(ASSIGNMENT 1): From the Ghazal 84 verse commentary, reproduce the passage from "minnat : 'Kindness" to "praise'. (Platts pp.1071-72)" word for word.
(ASSIGNMENT 2):
Answer these questions using the Ghazal 84 verse commentary:
(a) Which page of Platts is given for the word iqbaal?
(b) According to Gyan Chand, the shadow of the Huma's wing is the auspicious announcement of what?
(c) Which two verses does the commentary say are markedly parallel in structure to this one?

(PASSAGE PROVIDED):
__________________________________________________

Ghazal 84, Verse 6x


vuh be-dimaa;G-e minnat-e iqbaal huu;N kih mai;N
va;hshat bah daa;G-e saayah-e baal-e humaa karuu;N

1) I am so disaffected with an entreaty/favor/obligation of good-fortune that I
2) would feel sadness/wildness/fierceness/fear/madness about the scar/wound/stigma/blemish of the shadow of the Huma's wing


be-dimaa;G : 'Ill-tempered, irritable, impatient, easily provoked'. (Platts p.202)


minnat : 'Kindness or service done (to); favour, obligation; —grace, courtesy; —entreaty, humble and earnest supplication; —grateful thanks, praise'. (Platts pp.1071-72)


iqbaal : 'Prosperity, good fortune, auspices, felicity; prestige'. (Platts p.63)


va;hshat : 'Loneliness, solitariness, dreariness; —sadness, grief, care; —wildness, fierceness, ferocity, savageness; barbarity, barbarism; —timidity, fear, fright, dread, terror, horror; —distraction, madness'. (Platts p.1183)


daa;G : 'A mark burnt in, a brand, cautery; mark, spot, speck; stain; stigma; blemish; iron-mould; freckle; pock; scar, cicatrix; wound, sore; grief, sorrow; misfortune, calamity; loss, injury, damage'. (Platts p.501)

Gyan Chand:

I am greatly disaffected. I cannot agree to be under obligation to worldly good fortune. If the Huma's wing would want to extend its shadow over me (which is the auspicious announcement of kingship), then this shadow will seem to me to be a scar/stain/blemish, and I will want to show va;hshat toward it and flee from it. Grandeur and good fortune, and even kingship, absolutely don't please me. (259)



For background see S. R. Faruqi's choices.

The structure of this verse is markedly parallel to that of the next two verses, {84,7x} and {84,8x}. There's not a strong enough unity to make them into a verse-set. Still, they give an impression of sharing a common mood or feeling.

This is a classic example of what I call Ghalib's 'independence' verses; for more on these, see {9,1}. The speaker is so radically unwilling to abase or humiliate himself before others, or to borrow or beg for anything from others, that he wouldn't even want the kingship-bestowing shadow of the Huma's wing to pass over him-- for then he'd be indebted to the kindness or favor of the Huma, which would be unendurable.

__________________________________________________

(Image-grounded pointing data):

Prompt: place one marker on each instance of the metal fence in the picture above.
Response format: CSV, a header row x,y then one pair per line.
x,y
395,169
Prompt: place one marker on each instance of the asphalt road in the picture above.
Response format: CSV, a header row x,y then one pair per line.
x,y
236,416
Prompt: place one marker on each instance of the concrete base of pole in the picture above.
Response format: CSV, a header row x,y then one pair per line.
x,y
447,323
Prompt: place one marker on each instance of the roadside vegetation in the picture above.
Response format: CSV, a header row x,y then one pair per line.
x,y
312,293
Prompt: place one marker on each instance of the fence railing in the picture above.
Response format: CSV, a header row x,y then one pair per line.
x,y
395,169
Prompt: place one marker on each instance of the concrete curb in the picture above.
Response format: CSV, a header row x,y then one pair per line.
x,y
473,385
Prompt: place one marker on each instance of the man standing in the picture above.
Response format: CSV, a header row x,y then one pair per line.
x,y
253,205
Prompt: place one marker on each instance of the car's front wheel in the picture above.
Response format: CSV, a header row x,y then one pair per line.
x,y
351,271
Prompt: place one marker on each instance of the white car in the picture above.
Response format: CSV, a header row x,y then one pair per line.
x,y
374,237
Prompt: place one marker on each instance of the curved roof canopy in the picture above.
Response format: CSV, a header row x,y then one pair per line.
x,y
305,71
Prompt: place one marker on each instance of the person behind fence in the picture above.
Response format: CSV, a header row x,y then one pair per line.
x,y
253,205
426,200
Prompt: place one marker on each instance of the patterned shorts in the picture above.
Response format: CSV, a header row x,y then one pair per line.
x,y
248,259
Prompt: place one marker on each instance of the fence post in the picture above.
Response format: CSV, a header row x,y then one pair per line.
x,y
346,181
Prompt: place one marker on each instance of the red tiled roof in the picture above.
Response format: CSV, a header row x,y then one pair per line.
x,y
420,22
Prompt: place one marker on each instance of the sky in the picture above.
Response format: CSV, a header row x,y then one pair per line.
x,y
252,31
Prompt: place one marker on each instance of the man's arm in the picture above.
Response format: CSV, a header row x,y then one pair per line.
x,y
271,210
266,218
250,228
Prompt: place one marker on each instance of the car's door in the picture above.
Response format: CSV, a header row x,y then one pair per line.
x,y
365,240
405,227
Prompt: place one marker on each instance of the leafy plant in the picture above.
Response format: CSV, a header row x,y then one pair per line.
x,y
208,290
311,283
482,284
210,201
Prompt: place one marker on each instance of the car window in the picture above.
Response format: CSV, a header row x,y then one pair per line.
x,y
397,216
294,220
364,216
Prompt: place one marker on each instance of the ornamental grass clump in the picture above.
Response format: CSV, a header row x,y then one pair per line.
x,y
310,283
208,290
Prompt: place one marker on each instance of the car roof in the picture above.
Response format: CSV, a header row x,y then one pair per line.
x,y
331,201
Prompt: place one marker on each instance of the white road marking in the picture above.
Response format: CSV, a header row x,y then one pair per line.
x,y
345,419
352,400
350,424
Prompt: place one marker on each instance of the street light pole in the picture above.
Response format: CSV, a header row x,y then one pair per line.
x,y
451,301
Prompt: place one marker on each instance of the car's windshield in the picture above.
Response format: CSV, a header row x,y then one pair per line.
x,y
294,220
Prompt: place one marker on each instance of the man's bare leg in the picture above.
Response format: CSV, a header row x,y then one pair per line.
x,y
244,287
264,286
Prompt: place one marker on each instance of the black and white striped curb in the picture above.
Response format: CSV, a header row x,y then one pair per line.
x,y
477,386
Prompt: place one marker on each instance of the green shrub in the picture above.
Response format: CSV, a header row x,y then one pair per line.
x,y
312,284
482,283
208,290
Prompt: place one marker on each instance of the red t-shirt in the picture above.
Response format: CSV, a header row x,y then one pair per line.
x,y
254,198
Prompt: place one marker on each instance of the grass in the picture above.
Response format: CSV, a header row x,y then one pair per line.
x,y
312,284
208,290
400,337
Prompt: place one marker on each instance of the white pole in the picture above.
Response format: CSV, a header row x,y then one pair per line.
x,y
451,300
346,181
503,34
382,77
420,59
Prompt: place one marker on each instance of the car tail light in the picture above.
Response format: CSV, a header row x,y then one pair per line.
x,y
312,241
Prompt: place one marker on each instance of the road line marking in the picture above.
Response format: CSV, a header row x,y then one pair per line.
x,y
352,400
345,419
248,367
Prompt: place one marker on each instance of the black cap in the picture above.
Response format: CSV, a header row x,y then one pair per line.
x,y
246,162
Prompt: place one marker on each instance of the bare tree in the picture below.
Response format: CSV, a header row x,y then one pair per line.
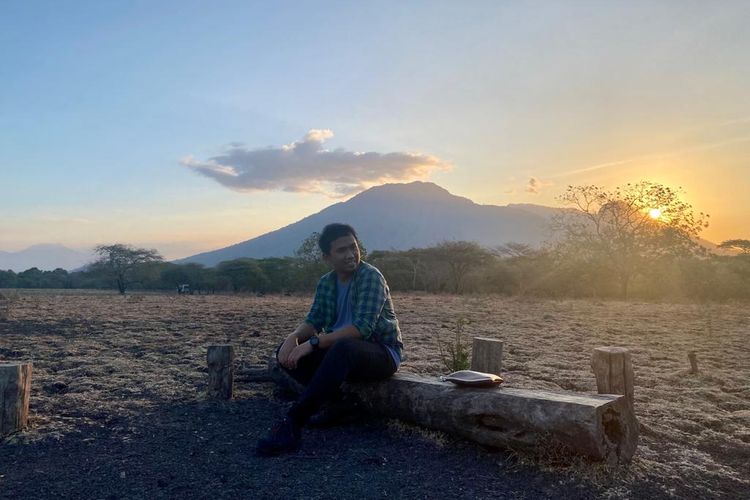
x,y
622,229
742,245
461,258
121,262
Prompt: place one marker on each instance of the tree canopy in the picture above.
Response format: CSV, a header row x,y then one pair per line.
x,y
122,263
621,230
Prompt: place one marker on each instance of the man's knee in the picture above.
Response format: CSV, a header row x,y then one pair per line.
x,y
345,347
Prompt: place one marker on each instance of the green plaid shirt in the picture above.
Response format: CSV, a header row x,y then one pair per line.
x,y
372,307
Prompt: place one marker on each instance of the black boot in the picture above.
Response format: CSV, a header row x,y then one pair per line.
x,y
283,438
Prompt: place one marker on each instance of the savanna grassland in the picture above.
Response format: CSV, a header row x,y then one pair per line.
x,y
118,407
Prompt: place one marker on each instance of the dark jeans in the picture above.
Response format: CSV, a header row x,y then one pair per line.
x,y
324,370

__________________________________________________

(EXPECTED ANSWER 1):
minnat : 'Kindness or service done (to); favour, obligation; —grace, courtesy; —entreaty, humble and earnest supplication; —grateful thanks, praise'. (Platts pp.1071-72)

(EXPECTED ANSWER 2):
(a) Page 63
(b) Kingship
(c) {84,7x} and {84,8x}